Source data
##########
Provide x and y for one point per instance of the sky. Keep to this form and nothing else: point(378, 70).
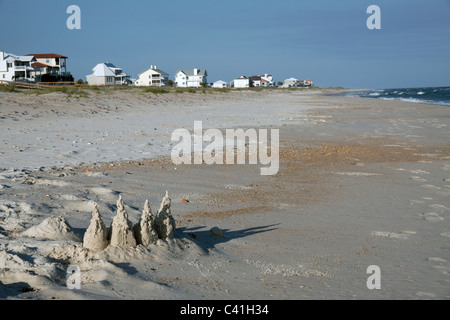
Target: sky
point(326, 41)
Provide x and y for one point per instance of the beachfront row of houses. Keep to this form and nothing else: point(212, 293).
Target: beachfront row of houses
point(51, 67)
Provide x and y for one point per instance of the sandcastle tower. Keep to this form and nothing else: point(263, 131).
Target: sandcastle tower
point(164, 221)
point(145, 230)
point(121, 232)
point(95, 237)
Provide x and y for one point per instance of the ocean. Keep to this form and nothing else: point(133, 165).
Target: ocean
point(431, 95)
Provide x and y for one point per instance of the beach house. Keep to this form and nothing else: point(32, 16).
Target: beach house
point(220, 84)
point(50, 67)
point(241, 82)
point(291, 82)
point(191, 78)
point(107, 74)
point(16, 68)
point(265, 80)
point(152, 77)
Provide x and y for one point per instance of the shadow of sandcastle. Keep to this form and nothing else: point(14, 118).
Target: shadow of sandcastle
point(208, 238)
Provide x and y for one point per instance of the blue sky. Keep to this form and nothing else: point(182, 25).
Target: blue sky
point(323, 40)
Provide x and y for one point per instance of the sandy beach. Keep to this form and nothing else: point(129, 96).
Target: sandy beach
point(362, 182)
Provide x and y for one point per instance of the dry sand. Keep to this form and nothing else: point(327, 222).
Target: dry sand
point(362, 182)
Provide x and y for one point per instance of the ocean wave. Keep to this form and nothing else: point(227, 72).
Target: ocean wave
point(434, 95)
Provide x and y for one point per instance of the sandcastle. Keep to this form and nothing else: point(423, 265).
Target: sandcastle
point(123, 234)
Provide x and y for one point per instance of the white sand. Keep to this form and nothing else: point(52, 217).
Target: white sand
point(362, 182)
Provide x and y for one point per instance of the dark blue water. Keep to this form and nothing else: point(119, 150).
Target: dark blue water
point(431, 95)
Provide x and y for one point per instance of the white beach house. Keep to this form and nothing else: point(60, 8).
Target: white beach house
point(107, 74)
point(16, 68)
point(265, 80)
point(291, 82)
point(50, 66)
point(191, 78)
point(242, 82)
point(153, 77)
point(220, 84)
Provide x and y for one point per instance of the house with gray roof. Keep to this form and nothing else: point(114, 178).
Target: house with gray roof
point(107, 74)
point(191, 78)
point(16, 68)
point(153, 77)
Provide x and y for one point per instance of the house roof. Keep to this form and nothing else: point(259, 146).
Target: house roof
point(102, 70)
point(190, 72)
point(156, 71)
point(39, 65)
point(46, 55)
point(13, 57)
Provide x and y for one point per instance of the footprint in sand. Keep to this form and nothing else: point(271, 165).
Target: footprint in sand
point(430, 186)
point(439, 207)
point(431, 216)
point(418, 179)
point(402, 235)
point(425, 294)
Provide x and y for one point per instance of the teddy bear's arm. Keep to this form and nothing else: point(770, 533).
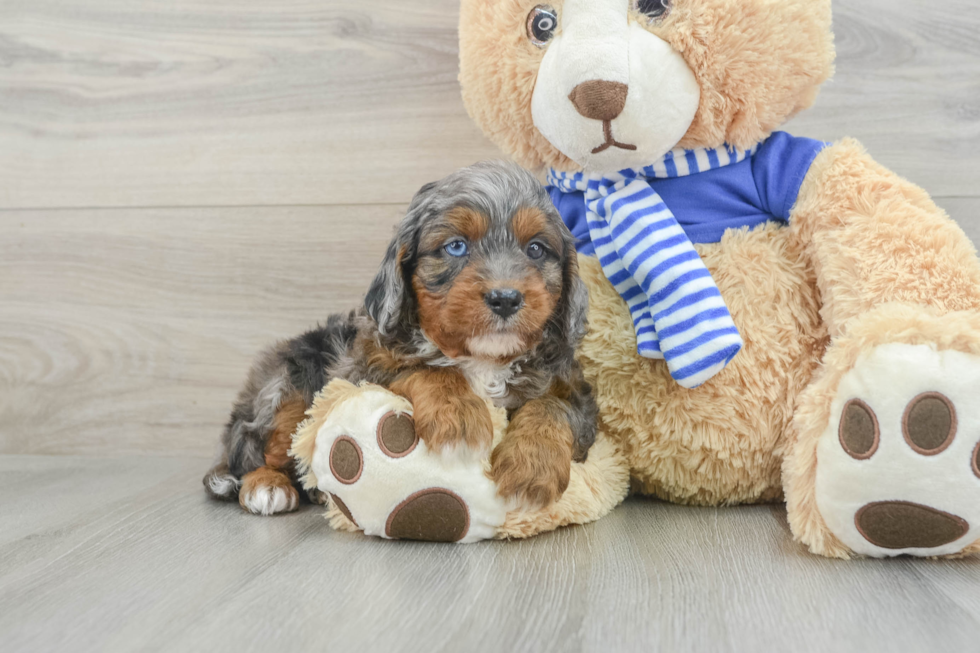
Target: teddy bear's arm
point(873, 238)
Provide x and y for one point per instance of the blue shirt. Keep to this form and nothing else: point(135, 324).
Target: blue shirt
point(759, 189)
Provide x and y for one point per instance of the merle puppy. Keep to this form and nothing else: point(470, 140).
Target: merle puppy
point(478, 298)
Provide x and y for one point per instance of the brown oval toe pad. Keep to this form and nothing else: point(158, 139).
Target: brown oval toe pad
point(905, 525)
point(433, 515)
point(929, 423)
point(346, 460)
point(859, 430)
point(396, 435)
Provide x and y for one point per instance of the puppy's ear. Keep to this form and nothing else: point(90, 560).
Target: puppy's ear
point(389, 296)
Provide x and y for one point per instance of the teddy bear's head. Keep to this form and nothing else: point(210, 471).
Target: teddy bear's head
point(603, 85)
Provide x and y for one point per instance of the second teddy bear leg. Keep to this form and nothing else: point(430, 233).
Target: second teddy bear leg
point(882, 457)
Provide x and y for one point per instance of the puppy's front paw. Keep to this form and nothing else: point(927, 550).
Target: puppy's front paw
point(533, 475)
point(454, 422)
point(268, 491)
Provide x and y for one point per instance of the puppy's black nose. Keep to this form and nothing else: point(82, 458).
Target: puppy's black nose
point(504, 301)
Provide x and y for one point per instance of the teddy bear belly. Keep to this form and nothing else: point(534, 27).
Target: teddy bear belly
point(722, 442)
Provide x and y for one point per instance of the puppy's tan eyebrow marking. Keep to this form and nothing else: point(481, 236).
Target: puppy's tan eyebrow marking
point(529, 223)
point(460, 221)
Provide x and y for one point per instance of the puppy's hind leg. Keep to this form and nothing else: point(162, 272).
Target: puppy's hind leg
point(270, 489)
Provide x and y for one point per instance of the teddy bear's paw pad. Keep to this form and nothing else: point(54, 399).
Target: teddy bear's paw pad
point(902, 525)
point(342, 507)
point(369, 458)
point(898, 468)
point(346, 460)
point(433, 515)
point(396, 435)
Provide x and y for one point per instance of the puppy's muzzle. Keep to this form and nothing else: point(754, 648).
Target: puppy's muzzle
point(504, 301)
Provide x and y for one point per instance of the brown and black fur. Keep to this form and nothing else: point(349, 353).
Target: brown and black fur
point(423, 331)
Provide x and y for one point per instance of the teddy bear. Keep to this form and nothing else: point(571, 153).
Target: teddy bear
point(772, 318)
point(359, 450)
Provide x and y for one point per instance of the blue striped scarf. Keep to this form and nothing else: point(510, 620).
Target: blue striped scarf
point(678, 312)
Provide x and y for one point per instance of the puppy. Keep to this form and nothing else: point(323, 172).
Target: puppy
point(478, 298)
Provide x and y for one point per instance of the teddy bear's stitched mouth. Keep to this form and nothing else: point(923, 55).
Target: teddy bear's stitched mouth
point(610, 141)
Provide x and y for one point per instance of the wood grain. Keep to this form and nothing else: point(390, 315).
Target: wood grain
point(183, 103)
point(132, 330)
point(228, 102)
point(134, 557)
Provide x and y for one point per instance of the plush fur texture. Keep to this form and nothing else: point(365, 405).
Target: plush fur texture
point(758, 62)
point(721, 443)
point(868, 259)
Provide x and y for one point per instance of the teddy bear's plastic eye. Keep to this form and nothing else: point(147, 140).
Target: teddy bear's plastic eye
point(654, 9)
point(541, 25)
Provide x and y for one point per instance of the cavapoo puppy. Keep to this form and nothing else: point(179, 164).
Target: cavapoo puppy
point(478, 298)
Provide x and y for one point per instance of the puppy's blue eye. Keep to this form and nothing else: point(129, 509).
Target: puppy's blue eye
point(457, 248)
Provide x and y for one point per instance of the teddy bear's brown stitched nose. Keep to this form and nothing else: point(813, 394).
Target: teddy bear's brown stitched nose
point(599, 100)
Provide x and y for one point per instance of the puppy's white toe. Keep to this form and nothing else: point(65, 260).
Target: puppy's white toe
point(267, 500)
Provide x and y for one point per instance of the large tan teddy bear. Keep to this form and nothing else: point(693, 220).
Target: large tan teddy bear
point(771, 317)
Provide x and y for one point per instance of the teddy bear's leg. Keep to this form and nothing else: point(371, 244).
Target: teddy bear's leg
point(883, 455)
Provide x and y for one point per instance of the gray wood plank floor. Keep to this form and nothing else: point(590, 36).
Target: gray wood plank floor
point(131, 556)
point(182, 182)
##########
What to produce -> Output the lines of the data exactly, starting at the first and ending with the line that has "else: point(212, 293).". Pictures are not part of it.

Written response ->
Provide x and y for one point per instance of the sky. Keep to this form and nothing else: point(378, 70).
Target: sky
point(326, 41)
Provide x and y for one point per instance of the beachfront row of houses. Keep to this form and nothing else: point(212, 293).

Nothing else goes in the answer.